— BEGIN RECORD EXTRACTS —

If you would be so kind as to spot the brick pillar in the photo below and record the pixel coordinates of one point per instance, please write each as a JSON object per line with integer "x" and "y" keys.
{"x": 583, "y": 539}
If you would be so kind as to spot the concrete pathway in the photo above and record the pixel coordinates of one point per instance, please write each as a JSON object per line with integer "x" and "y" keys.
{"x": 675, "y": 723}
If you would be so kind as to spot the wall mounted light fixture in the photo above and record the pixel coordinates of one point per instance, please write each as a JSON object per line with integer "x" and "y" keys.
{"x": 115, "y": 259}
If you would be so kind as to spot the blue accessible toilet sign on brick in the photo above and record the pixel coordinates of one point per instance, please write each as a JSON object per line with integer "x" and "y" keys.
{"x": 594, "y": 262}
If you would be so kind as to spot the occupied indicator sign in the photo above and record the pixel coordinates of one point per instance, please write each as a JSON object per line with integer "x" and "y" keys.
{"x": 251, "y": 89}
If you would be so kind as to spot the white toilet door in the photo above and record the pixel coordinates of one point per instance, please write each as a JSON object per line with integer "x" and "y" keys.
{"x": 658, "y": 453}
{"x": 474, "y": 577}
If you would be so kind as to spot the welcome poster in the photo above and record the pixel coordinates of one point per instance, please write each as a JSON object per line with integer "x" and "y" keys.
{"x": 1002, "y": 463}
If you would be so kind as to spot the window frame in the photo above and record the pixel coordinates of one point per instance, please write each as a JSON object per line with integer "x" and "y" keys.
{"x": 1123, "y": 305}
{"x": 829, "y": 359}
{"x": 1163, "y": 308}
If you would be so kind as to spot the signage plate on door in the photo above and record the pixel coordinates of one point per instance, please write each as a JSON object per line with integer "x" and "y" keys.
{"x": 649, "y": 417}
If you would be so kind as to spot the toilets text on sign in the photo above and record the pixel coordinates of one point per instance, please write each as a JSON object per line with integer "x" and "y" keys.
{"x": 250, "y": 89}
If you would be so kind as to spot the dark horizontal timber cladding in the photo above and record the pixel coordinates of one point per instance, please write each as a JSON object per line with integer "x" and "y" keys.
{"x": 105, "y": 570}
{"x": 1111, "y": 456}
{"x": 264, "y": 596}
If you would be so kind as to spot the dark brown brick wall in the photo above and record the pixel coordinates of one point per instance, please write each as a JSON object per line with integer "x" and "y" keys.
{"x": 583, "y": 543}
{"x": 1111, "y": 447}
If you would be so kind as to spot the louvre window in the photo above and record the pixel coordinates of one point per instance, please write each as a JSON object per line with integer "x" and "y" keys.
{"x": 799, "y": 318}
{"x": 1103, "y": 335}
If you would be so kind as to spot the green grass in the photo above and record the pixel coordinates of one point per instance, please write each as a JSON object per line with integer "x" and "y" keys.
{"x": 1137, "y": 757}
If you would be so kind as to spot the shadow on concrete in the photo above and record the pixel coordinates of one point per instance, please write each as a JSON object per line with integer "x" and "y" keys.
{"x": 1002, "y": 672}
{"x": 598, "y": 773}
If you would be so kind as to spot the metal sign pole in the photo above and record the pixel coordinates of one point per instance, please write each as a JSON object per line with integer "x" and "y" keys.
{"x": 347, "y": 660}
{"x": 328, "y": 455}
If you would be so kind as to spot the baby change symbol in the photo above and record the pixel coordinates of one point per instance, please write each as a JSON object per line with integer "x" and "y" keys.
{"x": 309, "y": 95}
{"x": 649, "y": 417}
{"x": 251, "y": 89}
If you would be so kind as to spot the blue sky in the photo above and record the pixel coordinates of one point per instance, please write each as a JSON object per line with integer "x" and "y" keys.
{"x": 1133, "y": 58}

— END RECORD EXTRACTS —

■ **CHALLENGE**
Every line above should be printed again exactly as it stands.

■ **THE SOLUTION**
If you would be so kind as to spot the brick pillar in the photo below and record the pixel coordinates of one point per instance, please write each as a JSON object per line with integer "x" and "y" keys.
{"x": 583, "y": 539}
If you would be so kind as to spot the concrete pathway in the photo above and record the pixel coordinates of one point per instance, please write each as a JSON object per line with integer "x" and "y" keys.
{"x": 675, "y": 723}
If you would be so kind as to spot the wall mounted light fixture in the photo above and record the pixel coordinates of one point per instance, please write each as a JSON object per line with integer "x" and "y" keys.
{"x": 115, "y": 259}
If you would be so kind as to spot the blue accessible toilet sign on brick in the photo above and record the pixel coordinates of one point per instance, please write each as a JSON object per line with integer "x" and "y" keys.
{"x": 594, "y": 262}
If you would be so kind as to spot the occupied indicator sign in the photo above and record the pixel coordinates of one point per instance, please write each as a JSON object per line with integer "x" and "y" keys.
{"x": 251, "y": 89}
If you would be so kind as to spot the white toilet door in the photo above and record the pixel coordinates of one point per instance, please write each as a JSON object per line with integer "x" and "y" keys.
{"x": 658, "y": 453}
{"x": 474, "y": 577}
If you would be so kind as to spot the welcome poster in the photo above and record the pixel coordinates of one point per instance, please write each as a JSON object per line with integer "x" and "y" keys.
{"x": 1002, "y": 463}
If you would be so kind as to spot the window frame in the photo above and record the pixel coordinates of one point per instance, please write each as a JSON object per line with integer "x" and "y" keys.
{"x": 1123, "y": 305}
{"x": 829, "y": 359}
{"x": 1163, "y": 308}
If you would be so kind as to spot the signage plate on door in the photo above and record the pixel coordinates of one point per instance, please write each as a JSON object per line with integer "x" and "y" keys.
{"x": 649, "y": 417}
If you would be so kind as to spot the toilets text on sign in the photo above and record the pixel coordinates of one point per instance, please write each as a JSON object per line with integer "x" and "y" keys.
{"x": 250, "y": 89}
If you would be so kind as to spot the dark horizontal timber cladding in the photo above and record the pixel coordinates of one point per instance, please write each as a JSON object per line with integer "x" and "y" keys.
{"x": 105, "y": 570}
{"x": 1111, "y": 456}
{"x": 264, "y": 596}
If you would be so kind as to spot the dark brown brick wall in the photo above and record the pixel coordinates of one point per instance, please write each as a JSON object per line with integer "x" and "y" keys.
{"x": 583, "y": 543}
{"x": 1111, "y": 447}
If you would be so kind as to spot the louvre window in the photo above and record the pixel coordinates of one point per instance, please write each as a JSON object per line with integer "x" and "y" keys.
{"x": 799, "y": 318}
{"x": 1103, "y": 335}
If you would be so kind as to spot the green grass in the photo above and record the pixel coordinates of one point per instance, please write each as a JSON object per line with integer "x" and "y" keys.
{"x": 1137, "y": 757}
If you would be so kind as to spot the shadow on concrete in the photo above and record the pixel coordinates of one point per instance, please write each as a JSON object per line with integer "x" and "y" keys.
{"x": 1002, "y": 672}
{"x": 598, "y": 773}
If you would be so kind as to spot the metal sign pole in the photo above and record the pixel coordinates of one point per instance, please write each as a JSON object per line with integer "x" and "y" keys.
{"x": 347, "y": 660}
{"x": 328, "y": 455}
If you would be so kind as to spot the baby change symbol in the photo above and record the pixel coordinates of one point per instance, please write each as a JSON object per line with integer "x" and "y" keys.
{"x": 309, "y": 95}
{"x": 649, "y": 417}
{"x": 251, "y": 89}
If you would be so kind as to spot the blue sky in the photo above and record the pixel coordinates of one point per instance, please write each as a JSON object per line with integer "x" and "y" keys.
{"x": 1133, "y": 58}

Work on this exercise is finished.